• [Directions]: A word-for-word restatement of the data is what is needed.

• [Provided material]:
····················
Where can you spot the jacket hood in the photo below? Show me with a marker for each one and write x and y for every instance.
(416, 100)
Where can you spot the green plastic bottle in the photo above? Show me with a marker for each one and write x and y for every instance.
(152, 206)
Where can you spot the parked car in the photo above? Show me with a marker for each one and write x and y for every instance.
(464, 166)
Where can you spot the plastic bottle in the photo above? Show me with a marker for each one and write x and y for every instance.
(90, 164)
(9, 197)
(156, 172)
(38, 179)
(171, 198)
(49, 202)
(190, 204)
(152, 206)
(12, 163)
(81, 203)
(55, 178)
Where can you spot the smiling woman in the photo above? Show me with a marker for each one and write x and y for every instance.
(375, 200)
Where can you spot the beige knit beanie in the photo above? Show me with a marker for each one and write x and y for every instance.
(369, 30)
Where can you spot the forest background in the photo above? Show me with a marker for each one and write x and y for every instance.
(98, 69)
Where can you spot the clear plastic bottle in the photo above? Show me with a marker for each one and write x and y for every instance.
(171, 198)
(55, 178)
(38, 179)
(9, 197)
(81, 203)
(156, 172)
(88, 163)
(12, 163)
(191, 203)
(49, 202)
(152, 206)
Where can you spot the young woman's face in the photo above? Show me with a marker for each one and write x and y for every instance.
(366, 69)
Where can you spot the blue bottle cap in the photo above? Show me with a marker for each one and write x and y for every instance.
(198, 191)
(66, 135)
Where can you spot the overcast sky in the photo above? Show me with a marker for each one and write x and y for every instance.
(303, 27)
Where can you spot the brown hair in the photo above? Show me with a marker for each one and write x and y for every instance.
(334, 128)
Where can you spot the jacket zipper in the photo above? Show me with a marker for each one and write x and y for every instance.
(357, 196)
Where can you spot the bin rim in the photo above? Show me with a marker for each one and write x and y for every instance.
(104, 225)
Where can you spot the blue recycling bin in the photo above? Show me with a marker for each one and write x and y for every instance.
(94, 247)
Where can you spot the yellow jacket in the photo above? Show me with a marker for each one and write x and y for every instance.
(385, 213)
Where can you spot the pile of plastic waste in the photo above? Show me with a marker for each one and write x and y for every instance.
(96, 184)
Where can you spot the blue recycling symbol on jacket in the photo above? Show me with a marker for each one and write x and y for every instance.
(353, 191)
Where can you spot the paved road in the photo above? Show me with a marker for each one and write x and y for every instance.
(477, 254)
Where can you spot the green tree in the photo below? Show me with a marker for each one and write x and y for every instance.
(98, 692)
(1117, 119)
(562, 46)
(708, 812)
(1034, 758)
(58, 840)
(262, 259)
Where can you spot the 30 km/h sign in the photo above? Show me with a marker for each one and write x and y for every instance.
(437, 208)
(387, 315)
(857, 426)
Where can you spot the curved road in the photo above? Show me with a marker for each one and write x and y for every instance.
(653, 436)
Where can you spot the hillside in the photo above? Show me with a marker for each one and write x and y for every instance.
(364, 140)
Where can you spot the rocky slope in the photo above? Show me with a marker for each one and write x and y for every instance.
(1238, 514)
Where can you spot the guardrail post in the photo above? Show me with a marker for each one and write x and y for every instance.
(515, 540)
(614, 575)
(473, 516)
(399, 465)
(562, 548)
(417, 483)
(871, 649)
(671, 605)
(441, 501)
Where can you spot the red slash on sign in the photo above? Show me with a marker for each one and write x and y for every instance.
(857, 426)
····················
• [Result]:
Where can you spot the jacket hood in the photo below? Show me with a marker for each one and write x and y for every instance.
(416, 100)
Where can you spot the green plastic bottle in the photo above? Show me with a marker for each one and write x and y for every instance.
(152, 206)
Where can you spot the parked car in the photo above? Show me with a marker for each one and write x and y for every instance.
(464, 166)
Where can you spot the plastic bottle in the photo above? Show me with a marker for each one and write x and y for every instance.
(90, 164)
(9, 197)
(156, 172)
(38, 179)
(171, 198)
(49, 202)
(190, 204)
(152, 206)
(12, 163)
(81, 203)
(55, 178)
Where can you spot the smiling woman in the photo above? Show me with a marker for each one and write x and y for every instance.
(375, 200)
Where can you spot the beige knit beanie in the photo above? Show me with a marker for each one and write x and y for every instance.
(369, 30)
Where can you spot the forest background in the photo above? Show me with a marker for each one and write x and y for every instance.
(98, 69)
Where can you spot the clear plastic bottle in the photo above? Show me with a marker for each one and write x and y for every instance.
(171, 198)
(55, 178)
(38, 179)
(9, 197)
(81, 203)
(156, 172)
(88, 163)
(12, 163)
(191, 203)
(49, 202)
(152, 206)
Where can you spot the young woman's face in the photo above? Show me with a marker for each one and write x and y for every instance.
(366, 69)
Where can you spot the blue bottle cap in the photo above? Show me with a marker for each one and write x and y for every instance.
(198, 191)
(66, 135)
Where can you spot the overcast sky in the photo above? Show me with a marker for each one and write x and y for every instance.
(303, 27)
Where can you spot the brown hair in the photo above? Show me with a marker for each one and write x and y for every instance.
(334, 128)
Where can you spot the jacket zipper in the photo above? Show me with a marker for each one and write x and y for every instance.
(357, 196)
Where can you spot the bin rim in the photo above? Show me with a marker for each one and write x and y for every instance.
(104, 225)
Where can you spot the blue recycling bin in the photo above? Show me with a marker for each one and write x and y for every instance.
(94, 247)
Where can you spot the yellow jacket in the photo above? Show me with a marker for each one and write x and y for every instance.
(385, 213)
Where can you spot the pile of plastic waste in the photo above? Show me with a marker for each one and write x and y for every instance.
(96, 184)
Where can you spot the blue recycling symbol on jacket in the photo above? Show me with a marker for each one and write x and y for every instance.
(353, 191)
Where can you spot the paved road in the photo above? Show me with a marker for each one and write x and y for every instance.
(477, 254)
Where can you spot the green tree in the photo below? Show me with a marker for each one and write x and y for every instance.
(98, 692)
(1117, 119)
(562, 46)
(708, 812)
(1034, 758)
(58, 840)
(262, 259)
Where can you spot the 30 km/h sign in the photo above? Show me with a marker for each one and write x and y for every instance.
(437, 208)
(387, 315)
(857, 426)
Where can you spot the curved road in the photo above? Show me with a marker for each one and write x and y for every instance.
(653, 436)
Where can you spot the hillside in the photo above? Show me with a marker for each one and write x and y for every instance.
(364, 140)
Where can you spot the rocky slope in the photo above? Show me with a marker for each one and write x and y for every instance.
(1238, 514)
Where can you spot the guardrail post in the photo above? Show me with a marker for each one and write x and y for every instance.
(515, 540)
(614, 575)
(473, 516)
(399, 465)
(562, 548)
(417, 483)
(871, 649)
(671, 605)
(441, 501)
Where can you spot the red slash on sign in the photo above? Show me with a marker for each one and write x and y for every instance.
(857, 426)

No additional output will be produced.